Text passage.
◇ ◇ ◇

Introduction
A normal distribution is widely known and used in statistics. Because of the central limit theorem the normal distribution explains the data well in many cases. However, in practice the data distribution might be multimodal, i.e. the probability density function has several ‘bumps’. For example, the distribution of hardcover and paperback books prices, as producing a hardcover book is more expensive.
One way to exploit the nice properties of normal distributions for such multimodal data is to use the Gaussian Mixture Model. This combines several normal distributions with different parameters.
The Gaussian Mixture Model is a generative model that assumes the data is distributed as a Gaussian mixture. It can be used for density estimation and clustering. But, first things first.
Gaussian Mixture
The Gaussian Mixture Model defines a probability distribution on the data of the specific form — the mixture of Gaussians. Though you may rightly ask, “What is the Gaussian mixture exactly?” Gaussian mixture distribution is a linear superposition of m Gaussian components. This is not to be confused with a sum of random variables distributed as Gaussians — this sum is distributed as Gaussian too. Here we sum up not the random variables, but probability density functions with weight coefficients which summing up to 1.
\[\begin{align*} &p(x) = \sum_{k=1}^K \pi_k\; \mathcal{N}\left(\boldsymbol{x} \mid \boldsymbol{\mu}_k, \boldsymbol{\Sigma}_k\right) \\ &0 \leq \pi_k \leq 1 \text { for all } k=1, \ldots, K \\ &\sum_{k=1}^K \pi_k=1 \end{align*}\]This way we obtain the distribution which comprises of multiple Gaussian components. If the means are far enough, then we might get a distribution with several ‘bumps’, in other words, multimodal distribution. The parameters of this distribution are the weights pi, means, and covariance matrices for each component. The weight coefficients, also called mixing parameters, show how much of the respective component is in the resulting distribution.
To get a better intuition of this, let’s consider the simplest example; when one coefficient is one and all others are zero. In this case, the resulting distribution would be just Gaussian with respective mean and covariance. In a non-degenerative case, the resulting distribution captures all components to some extent. In the figure below, you can see how the resulting distribution changes depending on the value of the mixture parameter.
How to Sample?
We defined this distribution as a combination of multiple Gaussian probability density functions. Equivalently, we can define it as a result of the following sampling procedure.
We first choose a component, and then sample a random variable from the chosen component. In more detail this might look like this:
- Draw a sample from \( \text{Cat}(\pi)\), which means we choose some \( i\) with probability \(p_i\)
- Draw a sample from \(i\)-th component, which is from \(\mathcal{N}(\mu_i, \Sigma_i)\)
The sampling procedure is shown in the animation below. The right subplot shows iteratively how many samples are chosen from each component. The resulting histogram is close to the barplot of the weights of components. The left subplot shows the samples drawn from the respective component’s Gaussian distribution. The components contain a different number of points. For example, the upper one (in histogram component 1) contains the least points.

◇ ◇ ◇

Problem statement. Copy the Gaussian mixture text starting at "Introduction" and ending at "with different parameters.", and rename every "hardcover" to "leather-bound".

◇ ◇ ◇

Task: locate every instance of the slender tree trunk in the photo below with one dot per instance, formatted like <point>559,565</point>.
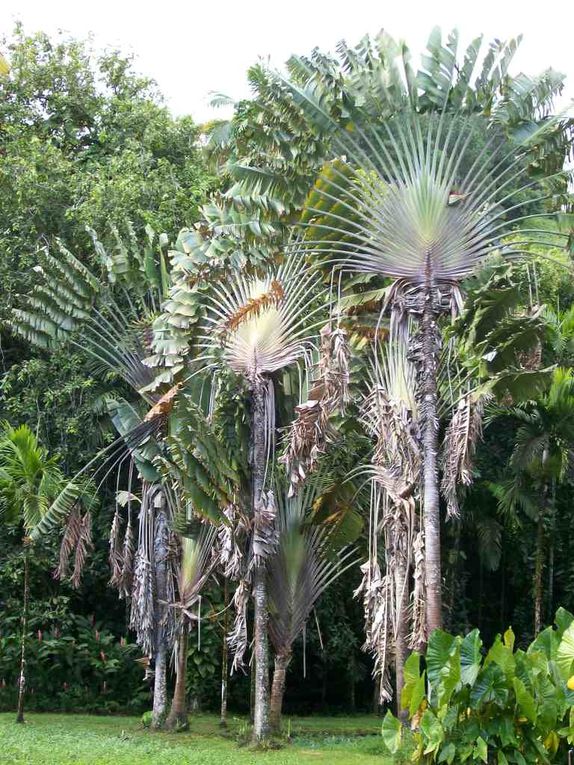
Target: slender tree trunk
<point>22,679</point>
<point>539,561</point>
<point>224,659</point>
<point>282,661</point>
<point>161,539</point>
<point>430,343</point>
<point>538,574</point>
<point>502,590</point>
<point>177,718</point>
<point>261,611</point>
<point>551,553</point>
<point>401,649</point>
<point>352,684</point>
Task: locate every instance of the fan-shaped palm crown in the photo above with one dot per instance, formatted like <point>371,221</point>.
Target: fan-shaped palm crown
<point>420,196</point>
<point>261,323</point>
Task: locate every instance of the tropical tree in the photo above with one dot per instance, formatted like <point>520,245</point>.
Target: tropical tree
<point>413,199</point>
<point>391,416</point>
<point>257,327</point>
<point>197,563</point>
<point>308,558</point>
<point>109,318</point>
<point>29,482</point>
<point>542,455</point>
<point>418,177</point>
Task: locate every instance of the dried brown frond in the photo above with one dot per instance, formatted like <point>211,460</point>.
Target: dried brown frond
<point>115,549</point>
<point>164,405</point>
<point>311,431</point>
<point>419,633</point>
<point>127,570</point>
<point>265,533</point>
<point>253,307</point>
<point>83,546</point>
<point>459,446</point>
<point>72,532</point>
<point>237,638</point>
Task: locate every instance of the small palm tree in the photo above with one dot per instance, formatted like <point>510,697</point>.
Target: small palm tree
<point>304,564</point>
<point>195,566</point>
<point>543,452</point>
<point>256,327</point>
<point>391,416</point>
<point>422,199</point>
<point>29,481</point>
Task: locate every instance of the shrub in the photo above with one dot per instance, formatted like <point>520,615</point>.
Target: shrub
<point>505,706</point>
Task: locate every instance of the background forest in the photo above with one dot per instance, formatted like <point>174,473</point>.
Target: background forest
<point>91,160</point>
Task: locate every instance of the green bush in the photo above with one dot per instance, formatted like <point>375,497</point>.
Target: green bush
<point>505,706</point>
<point>78,666</point>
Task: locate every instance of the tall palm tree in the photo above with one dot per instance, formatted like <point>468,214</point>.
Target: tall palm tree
<point>422,199</point>
<point>391,416</point>
<point>303,565</point>
<point>421,170</point>
<point>256,327</point>
<point>543,451</point>
<point>196,564</point>
<point>29,481</point>
<point>109,317</point>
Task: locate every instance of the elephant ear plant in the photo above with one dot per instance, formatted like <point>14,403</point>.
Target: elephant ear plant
<point>256,327</point>
<point>508,706</point>
<point>423,199</point>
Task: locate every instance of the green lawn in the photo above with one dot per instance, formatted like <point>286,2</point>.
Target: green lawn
<point>48,739</point>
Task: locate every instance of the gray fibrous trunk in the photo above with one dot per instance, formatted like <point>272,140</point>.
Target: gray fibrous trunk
<point>177,718</point>
<point>540,551</point>
<point>278,690</point>
<point>401,629</point>
<point>224,659</point>
<point>428,391</point>
<point>22,679</point>
<point>161,552</point>
<point>261,612</point>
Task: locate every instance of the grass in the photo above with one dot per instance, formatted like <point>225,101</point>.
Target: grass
<point>49,739</point>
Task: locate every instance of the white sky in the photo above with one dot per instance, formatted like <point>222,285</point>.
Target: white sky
<point>194,48</point>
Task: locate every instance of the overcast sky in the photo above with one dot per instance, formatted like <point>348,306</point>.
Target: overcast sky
<point>194,48</point>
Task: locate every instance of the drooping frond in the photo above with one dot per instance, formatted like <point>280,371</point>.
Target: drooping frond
<point>422,195</point>
<point>69,303</point>
<point>311,431</point>
<point>262,325</point>
<point>195,566</point>
<point>460,442</point>
<point>300,570</point>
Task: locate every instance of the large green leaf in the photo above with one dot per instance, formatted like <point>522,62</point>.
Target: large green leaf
<point>490,686</point>
<point>524,701</point>
<point>565,653</point>
<point>432,731</point>
<point>391,732</point>
<point>438,651</point>
<point>470,657</point>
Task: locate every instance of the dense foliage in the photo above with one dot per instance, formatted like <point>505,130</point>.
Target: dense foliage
<point>199,350</point>
<point>506,706</point>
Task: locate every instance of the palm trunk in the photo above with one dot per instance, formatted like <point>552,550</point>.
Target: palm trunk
<point>177,718</point>
<point>278,690</point>
<point>401,600</point>
<point>539,561</point>
<point>538,572</point>
<point>551,553</point>
<point>22,680</point>
<point>161,536</point>
<point>261,612</point>
<point>224,660</point>
<point>430,343</point>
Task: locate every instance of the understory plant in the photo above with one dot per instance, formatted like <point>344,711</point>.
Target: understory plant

◇ ◇ ◇

Answer in full.
Introduction
A normal distribution is widely known and used in statistics. Because of the central limit theorem the normal distribution explains the data well in many cases. However, in practice the data distribution might be multimodal, i.e. the probability density function has several ‘bumps’. For example, the distribution of leather-bound and paperback books prices, as producing a leather-bound book is more expensive.
One way to exploit the nice properties of normal distributions for such multimodal data is to use the Gaussian Mixture Model. This combines several normal distributions with different parameters.